# Do this:
Can you repeat the listing from its start through the line containing "xmin=267 ymin=387 xmax=277 ymax=475", inclusive, with "Result" changed to "Output" and nothing else altered?
-------- Record list --------
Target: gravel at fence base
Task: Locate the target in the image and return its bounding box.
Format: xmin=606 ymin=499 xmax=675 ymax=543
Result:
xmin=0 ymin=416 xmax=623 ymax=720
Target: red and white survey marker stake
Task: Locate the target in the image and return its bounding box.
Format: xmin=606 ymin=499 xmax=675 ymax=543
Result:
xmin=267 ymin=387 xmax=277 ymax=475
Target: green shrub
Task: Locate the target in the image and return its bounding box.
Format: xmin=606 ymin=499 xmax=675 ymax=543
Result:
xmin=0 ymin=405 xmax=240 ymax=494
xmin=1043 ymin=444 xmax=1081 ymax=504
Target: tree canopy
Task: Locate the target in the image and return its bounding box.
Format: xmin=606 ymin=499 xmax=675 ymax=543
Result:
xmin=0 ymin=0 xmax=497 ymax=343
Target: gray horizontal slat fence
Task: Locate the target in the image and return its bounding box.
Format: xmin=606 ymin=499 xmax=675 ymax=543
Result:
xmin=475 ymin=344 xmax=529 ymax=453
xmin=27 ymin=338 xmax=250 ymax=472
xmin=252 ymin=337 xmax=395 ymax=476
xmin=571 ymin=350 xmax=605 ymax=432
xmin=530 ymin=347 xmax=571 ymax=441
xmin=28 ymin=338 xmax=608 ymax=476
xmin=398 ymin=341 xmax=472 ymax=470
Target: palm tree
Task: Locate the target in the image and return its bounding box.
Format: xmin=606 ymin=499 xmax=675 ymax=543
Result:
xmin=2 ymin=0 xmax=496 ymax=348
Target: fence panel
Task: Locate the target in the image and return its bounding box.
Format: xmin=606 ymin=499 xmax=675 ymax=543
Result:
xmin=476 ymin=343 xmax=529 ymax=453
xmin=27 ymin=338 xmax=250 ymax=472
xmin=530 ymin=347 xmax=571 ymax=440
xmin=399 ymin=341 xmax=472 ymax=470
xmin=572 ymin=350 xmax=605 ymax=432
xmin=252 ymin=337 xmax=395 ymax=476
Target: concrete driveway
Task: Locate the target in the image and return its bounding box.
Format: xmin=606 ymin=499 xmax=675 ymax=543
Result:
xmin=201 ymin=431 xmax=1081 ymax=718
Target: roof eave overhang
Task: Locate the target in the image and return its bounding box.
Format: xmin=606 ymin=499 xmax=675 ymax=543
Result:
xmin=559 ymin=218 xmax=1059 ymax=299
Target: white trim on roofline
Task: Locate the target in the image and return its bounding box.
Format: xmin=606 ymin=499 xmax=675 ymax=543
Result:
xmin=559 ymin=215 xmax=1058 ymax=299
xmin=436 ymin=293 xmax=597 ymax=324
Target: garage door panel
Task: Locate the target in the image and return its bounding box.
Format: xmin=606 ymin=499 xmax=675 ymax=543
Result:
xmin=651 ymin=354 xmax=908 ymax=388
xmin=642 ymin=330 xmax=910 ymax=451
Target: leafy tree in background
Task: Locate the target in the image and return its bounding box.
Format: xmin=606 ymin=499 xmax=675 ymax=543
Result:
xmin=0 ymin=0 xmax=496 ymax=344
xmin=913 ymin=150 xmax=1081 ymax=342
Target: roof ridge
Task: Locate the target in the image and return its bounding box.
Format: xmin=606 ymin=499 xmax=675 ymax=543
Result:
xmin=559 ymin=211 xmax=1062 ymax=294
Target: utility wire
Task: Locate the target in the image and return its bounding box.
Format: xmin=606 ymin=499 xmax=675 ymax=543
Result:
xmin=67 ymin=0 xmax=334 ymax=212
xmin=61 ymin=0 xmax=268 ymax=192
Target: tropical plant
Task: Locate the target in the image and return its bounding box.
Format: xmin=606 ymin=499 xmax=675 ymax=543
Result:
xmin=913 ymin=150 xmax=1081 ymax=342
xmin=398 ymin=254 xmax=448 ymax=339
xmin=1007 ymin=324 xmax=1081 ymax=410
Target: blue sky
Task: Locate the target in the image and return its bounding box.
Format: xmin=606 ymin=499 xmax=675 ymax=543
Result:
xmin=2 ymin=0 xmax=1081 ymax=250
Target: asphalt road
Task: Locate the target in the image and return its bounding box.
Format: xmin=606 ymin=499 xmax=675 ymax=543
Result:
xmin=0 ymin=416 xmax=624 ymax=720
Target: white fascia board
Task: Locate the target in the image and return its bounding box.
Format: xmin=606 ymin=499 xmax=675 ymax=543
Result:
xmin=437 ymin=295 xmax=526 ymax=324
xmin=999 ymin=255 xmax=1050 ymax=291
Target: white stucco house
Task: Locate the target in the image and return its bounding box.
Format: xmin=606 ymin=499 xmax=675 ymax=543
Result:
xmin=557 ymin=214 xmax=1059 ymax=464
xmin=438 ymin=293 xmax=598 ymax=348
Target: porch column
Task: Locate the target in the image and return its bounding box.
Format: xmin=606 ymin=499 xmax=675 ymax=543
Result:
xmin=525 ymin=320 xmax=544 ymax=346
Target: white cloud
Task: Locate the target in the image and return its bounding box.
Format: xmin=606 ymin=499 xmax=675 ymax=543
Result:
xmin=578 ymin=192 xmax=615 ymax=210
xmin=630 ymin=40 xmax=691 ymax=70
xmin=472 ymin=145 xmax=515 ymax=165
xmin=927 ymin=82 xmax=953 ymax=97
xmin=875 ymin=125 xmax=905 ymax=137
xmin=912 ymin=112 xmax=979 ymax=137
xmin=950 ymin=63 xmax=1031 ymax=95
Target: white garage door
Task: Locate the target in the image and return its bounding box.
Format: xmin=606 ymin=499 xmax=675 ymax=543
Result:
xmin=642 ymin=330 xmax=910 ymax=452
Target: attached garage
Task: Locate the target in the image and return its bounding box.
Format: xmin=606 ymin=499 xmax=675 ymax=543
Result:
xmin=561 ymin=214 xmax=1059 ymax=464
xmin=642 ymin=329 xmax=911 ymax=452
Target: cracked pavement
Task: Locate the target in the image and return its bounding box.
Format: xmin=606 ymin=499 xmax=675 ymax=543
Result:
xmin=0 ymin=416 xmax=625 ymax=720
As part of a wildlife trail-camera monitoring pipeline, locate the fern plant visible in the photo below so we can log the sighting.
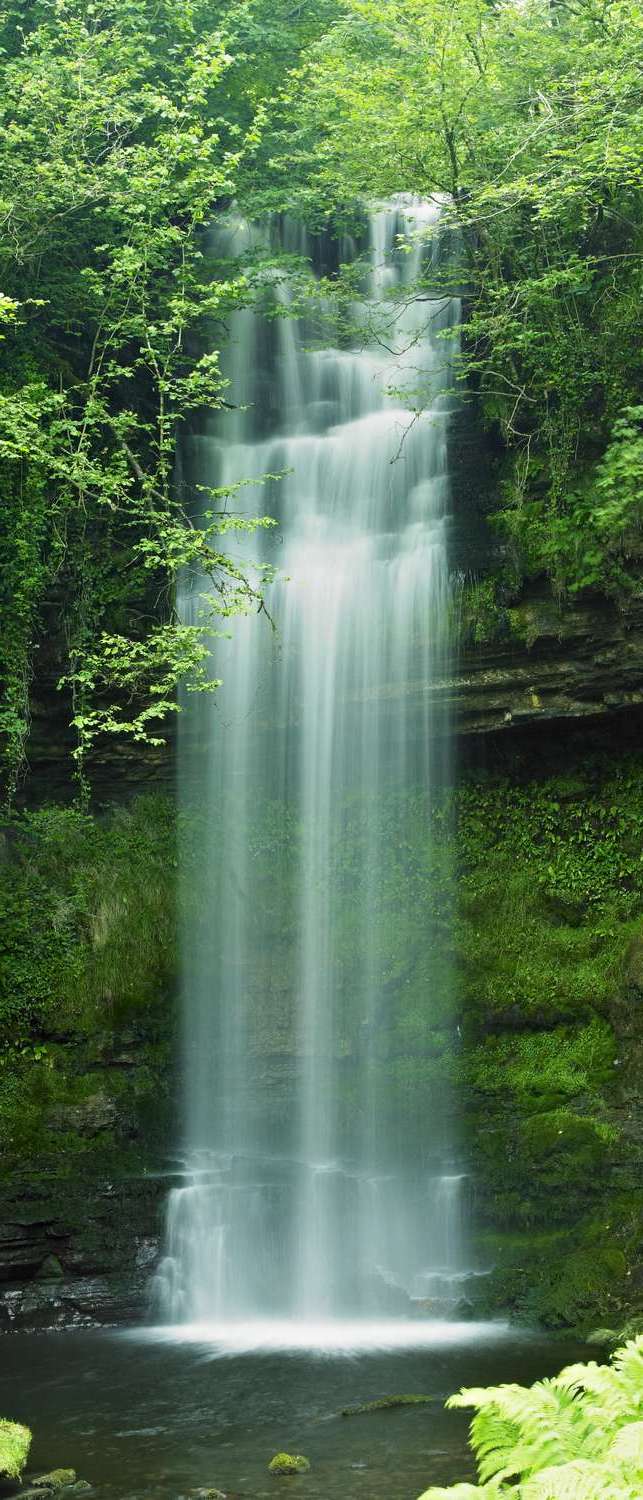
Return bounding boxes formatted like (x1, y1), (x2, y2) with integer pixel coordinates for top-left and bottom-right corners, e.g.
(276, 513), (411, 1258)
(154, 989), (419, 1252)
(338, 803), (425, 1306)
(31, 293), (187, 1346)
(421, 1335), (643, 1500)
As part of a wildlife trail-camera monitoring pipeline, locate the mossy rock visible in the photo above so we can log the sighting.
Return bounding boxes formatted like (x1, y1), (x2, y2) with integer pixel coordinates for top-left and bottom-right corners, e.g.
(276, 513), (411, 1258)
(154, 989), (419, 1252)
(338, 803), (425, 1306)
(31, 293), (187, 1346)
(268, 1454), (310, 1475)
(0, 1418), (31, 1479)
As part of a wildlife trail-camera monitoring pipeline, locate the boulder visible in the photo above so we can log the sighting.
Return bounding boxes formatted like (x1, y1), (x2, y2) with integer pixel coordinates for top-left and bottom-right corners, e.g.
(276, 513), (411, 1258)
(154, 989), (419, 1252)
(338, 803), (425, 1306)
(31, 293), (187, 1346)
(268, 1454), (310, 1475)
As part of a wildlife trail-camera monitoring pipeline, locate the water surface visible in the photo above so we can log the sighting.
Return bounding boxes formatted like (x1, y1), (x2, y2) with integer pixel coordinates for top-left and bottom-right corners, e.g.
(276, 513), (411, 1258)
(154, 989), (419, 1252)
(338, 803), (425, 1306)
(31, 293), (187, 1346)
(0, 1331), (583, 1500)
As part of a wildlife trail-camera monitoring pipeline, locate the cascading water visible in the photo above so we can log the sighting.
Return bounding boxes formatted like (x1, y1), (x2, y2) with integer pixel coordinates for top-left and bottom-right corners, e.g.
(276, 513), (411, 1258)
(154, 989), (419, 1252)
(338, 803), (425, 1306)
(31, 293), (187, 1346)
(152, 200), (465, 1325)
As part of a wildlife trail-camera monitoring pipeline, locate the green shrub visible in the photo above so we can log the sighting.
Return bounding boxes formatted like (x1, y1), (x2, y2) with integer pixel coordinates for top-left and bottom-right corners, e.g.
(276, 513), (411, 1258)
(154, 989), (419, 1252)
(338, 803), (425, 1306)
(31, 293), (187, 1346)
(421, 1337), (643, 1500)
(0, 1418), (31, 1481)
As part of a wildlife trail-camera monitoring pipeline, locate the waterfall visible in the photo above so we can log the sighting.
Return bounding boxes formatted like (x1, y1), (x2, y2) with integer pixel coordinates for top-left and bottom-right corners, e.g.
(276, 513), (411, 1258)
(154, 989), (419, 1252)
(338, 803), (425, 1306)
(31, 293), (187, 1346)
(157, 200), (466, 1325)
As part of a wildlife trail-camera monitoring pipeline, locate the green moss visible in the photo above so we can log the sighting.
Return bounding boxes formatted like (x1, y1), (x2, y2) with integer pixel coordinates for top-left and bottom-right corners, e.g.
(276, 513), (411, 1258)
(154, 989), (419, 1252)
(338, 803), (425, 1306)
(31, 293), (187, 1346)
(268, 1454), (310, 1475)
(0, 797), (177, 1173)
(465, 1017), (616, 1104)
(0, 1418), (31, 1479)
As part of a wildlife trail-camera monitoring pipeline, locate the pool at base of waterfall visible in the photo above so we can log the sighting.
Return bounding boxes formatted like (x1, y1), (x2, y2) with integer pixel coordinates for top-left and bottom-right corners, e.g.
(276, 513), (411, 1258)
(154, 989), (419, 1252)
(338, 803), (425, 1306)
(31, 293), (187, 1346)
(0, 1325), (583, 1500)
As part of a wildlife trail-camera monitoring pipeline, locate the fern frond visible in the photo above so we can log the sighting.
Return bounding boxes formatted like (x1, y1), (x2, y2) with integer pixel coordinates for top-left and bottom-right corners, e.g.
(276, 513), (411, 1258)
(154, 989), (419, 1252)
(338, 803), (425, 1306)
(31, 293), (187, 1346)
(520, 1458), (626, 1500)
(606, 1422), (643, 1476)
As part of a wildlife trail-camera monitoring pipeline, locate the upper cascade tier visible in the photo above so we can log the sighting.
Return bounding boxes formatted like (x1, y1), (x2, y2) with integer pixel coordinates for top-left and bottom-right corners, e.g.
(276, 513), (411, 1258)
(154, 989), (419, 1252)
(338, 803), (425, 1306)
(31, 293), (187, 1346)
(153, 200), (466, 1323)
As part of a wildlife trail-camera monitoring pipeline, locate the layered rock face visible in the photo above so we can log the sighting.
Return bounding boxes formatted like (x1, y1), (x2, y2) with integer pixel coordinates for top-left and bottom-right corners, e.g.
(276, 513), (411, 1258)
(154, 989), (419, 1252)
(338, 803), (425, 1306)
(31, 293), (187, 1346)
(445, 594), (643, 737)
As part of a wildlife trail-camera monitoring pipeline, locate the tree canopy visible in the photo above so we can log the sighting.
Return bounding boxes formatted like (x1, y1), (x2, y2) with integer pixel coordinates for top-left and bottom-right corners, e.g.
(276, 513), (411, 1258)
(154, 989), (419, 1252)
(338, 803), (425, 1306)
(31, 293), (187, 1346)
(0, 0), (643, 798)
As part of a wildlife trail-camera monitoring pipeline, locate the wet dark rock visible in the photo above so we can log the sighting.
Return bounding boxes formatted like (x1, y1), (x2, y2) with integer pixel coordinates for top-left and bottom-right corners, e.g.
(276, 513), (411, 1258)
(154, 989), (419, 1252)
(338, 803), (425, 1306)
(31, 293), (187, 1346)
(340, 1395), (441, 1416)
(36, 1256), (64, 1281)
(449, 591), (643, 735)
(0, 1175), (166, 1332)
(46, 1091), (120, 1137)
(34, 1469), (76, 1494)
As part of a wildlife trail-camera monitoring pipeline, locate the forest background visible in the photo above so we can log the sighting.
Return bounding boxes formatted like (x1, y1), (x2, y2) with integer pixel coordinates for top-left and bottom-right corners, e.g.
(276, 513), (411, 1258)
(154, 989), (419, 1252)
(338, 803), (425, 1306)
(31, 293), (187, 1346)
(0, 0), (643, 797)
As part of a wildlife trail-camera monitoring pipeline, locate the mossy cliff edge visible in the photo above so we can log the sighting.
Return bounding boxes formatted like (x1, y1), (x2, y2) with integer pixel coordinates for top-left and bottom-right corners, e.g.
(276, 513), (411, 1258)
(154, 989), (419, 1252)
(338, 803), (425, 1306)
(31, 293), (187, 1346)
(0, 750), (643, 1329)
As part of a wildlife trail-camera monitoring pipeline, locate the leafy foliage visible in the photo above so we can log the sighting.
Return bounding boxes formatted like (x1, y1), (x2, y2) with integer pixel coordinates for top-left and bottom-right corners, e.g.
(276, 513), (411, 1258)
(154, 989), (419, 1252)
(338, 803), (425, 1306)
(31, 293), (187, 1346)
(262, 0), (643, 596)
(0, 0), (331, 785)
(421, 1338), (643, 1500)
(0, 1418), (31, 1479)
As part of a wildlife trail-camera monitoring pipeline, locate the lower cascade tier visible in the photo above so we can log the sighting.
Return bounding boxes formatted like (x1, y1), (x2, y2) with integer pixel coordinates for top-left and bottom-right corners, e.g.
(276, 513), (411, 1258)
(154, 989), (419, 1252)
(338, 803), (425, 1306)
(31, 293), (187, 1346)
(153, 1152), (484, 1326)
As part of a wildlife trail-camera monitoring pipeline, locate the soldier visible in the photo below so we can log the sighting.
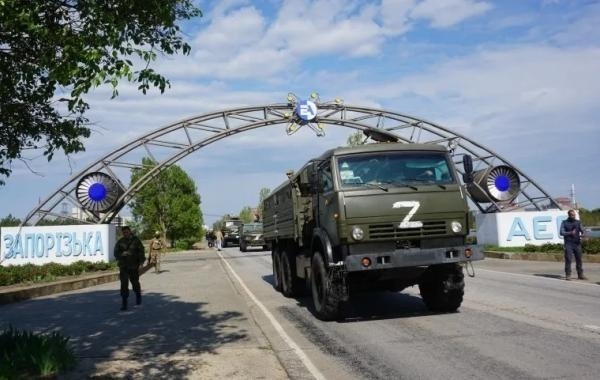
--------
# Worked answer:
Target: gravel at fence base
Task: Locate the target in the image and return its bounding box.
Format: xmin=606 ymin=499 xmax=675 ymax=543
Output:
xmin=0 ymin=416 xmax=623 ymax=720
Target: red and white survey marker stake
Task: Locate the target in the image and return its bounding box.
Format: xmin=606 ymin=499 xmax=675 ymax=543
Output:
xmin=267 ymin=387 xmax=277 ymax=475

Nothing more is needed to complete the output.